- EXTRACTED TEXT -
--------------------------------
The Hunger Between Us by Marina Scott
Criminality is crucial to surviving the Nazi occupation in Leningrad. Aka has a plan that will make her and her best friend, Liza, a lot more money. It could even help them avoid prosecution altogether, so long as they play their cards right. All they need to do is provide the men in charge with a little bit of friendly company and attention. Liza can’t say she’s enthused about the idea. Then Aka disappears, leaving Liza with no choice but to find out what happened to her, in The Hunger Between Us.
I Must Betray You by Ruta Sepetys
Set in the months leading up to Nicolae Ceaușescu’s execution, I Must Betray You centers on Cristian, a 17-year-old writer coerced into helping the Communist government amid a mounting revolution. He can’t refuse unless he wants to risk imprisonment or death, but he also isn’t sure he’s capable of selling out his loved ones to the secret police.
House of Purple Cedar by Tim Tingle
Tim Tingle’s House of Purple Cedar traces a turn-of-the-century mystery that unfolds in a Choctaw community in the Oklahoma Territory. In 1896, the citizens of Skullyville find themselves struggling to hold onto their land as white settlers migrate in from the East Coast. Tensions between Skullyville newcomers and long-time residents reach a fever pitch when the New Hope Academy for Girls is set alight, killing 20 Choctaw students. In the aftermath, Rose, a survivor of the fire, watches as her classmates’ deaths—and the local white government’s response—bring irrevocable change to Skullyville.
The Most Dazzling Girl in Berlin by Kip Wilson
An orphaned girl finds refuge and family in the world of cabaret in The Most Dazzling Girl in Berlin. Set in the final days of the Weimar Republic, Kip Wilson’s novel follows Hilde as she takes her first steps toward independence. Café Lila is a queer-friendly establishment, and Hilde quickly begins to fall for Rosa, a Jewish waitress and cabaret singer. The Nazi Party is on the rise, however, and the two young women may soon be forced to bid their safe haven goodbye.
--------------------------------
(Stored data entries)
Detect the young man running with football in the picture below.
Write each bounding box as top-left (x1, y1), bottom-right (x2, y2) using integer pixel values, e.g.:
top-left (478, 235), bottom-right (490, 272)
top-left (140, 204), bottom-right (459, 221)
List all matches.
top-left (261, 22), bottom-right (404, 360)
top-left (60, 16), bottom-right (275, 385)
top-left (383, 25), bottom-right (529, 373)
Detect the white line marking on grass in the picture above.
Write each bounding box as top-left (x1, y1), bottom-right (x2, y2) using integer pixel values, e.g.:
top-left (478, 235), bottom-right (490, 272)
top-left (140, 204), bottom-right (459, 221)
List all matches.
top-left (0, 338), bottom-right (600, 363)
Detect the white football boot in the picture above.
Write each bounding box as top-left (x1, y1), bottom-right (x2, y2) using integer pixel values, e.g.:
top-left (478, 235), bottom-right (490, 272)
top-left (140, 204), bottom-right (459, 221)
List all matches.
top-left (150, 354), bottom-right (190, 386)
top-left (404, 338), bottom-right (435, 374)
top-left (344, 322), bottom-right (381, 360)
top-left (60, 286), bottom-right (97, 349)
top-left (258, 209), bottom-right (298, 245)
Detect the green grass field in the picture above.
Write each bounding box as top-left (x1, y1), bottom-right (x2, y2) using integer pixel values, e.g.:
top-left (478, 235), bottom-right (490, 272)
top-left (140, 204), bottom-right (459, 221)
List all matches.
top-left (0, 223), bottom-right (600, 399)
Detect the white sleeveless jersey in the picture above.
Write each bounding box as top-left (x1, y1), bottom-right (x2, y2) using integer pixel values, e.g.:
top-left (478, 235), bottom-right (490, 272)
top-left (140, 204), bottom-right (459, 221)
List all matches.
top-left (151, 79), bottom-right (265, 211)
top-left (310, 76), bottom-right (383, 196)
--------------------------------
- EXERCISE INSTRUCTIONS -
a) Answer these questions from the book summaries:
(i) In what year do the citizens of Skullyville struggle to hold onto their land?
(ii) How old is Cristian?
(iii) What is the name of the queer-friendly establishment where Hilde falls for Rosa?
b) Please recast the paragraph of the book summaries that begins "Tim Tingle’s House of Purple Cedar traces" as a short bulleted list, keeping its main facts.
c) Extend the book summaries from where they stop.

- OUTPUTS FOR THE TASKS -
a)
(i) 1896
(ii) 17
(iii) Café Lila

b)
- Tim Tingle’s House of Purple Cedar is a turn-of-the-century mystery set in a Choctaw community in the Oklahoma Territory.
- In 1896, Skullyville’s citizens struggle to keep their land as white settlers arrive from the East Coast.
- Tensions between newcomers and long-time residents peak when the New Hope Academy for Girls is set on fire, killing 20 Choctaw students.
- Rose, a survivor of the fire, watches her classmates’ deaths and the local white government’s response bring irrevocable change to Skullyville.

c)
My Dear Henry by Kalynn Bayron (March 7, 2023)
From This Poison Heart author Kalynn Bayron comes My Dear Henry: a queer retelling of The Strange Case of Dr Jekyll and Mr Hyde. The story here centers on Gabriel, a young law clerk and former classmate of Henry Jekyll, who drifts back into Henry’s orbit after their joint expulsion from medical school. Unfortunately for Gabriel, his former best friend seemingly wants nothing to do with him. Henry’s new friend Hyde, on the other hand, is a different case altogether…
We hope you’ve found your next historical YA title to read among these 20 books like The Book Thief. Below, we’ve got answers to some of your burning questions about the novel.
Is The Book Thief inappropriate?
Markus Zusak’s The Book Thief takes place in Nazi Germany, where a young girl named Liesel bonds with the Jewish man her foster parents have hidden from the Nazis. The novel touches on themes of war, death, and genocide, and may not be appropriate for readers who are not emotionally equipped to handle such topics.
What grade level is The Book Thief?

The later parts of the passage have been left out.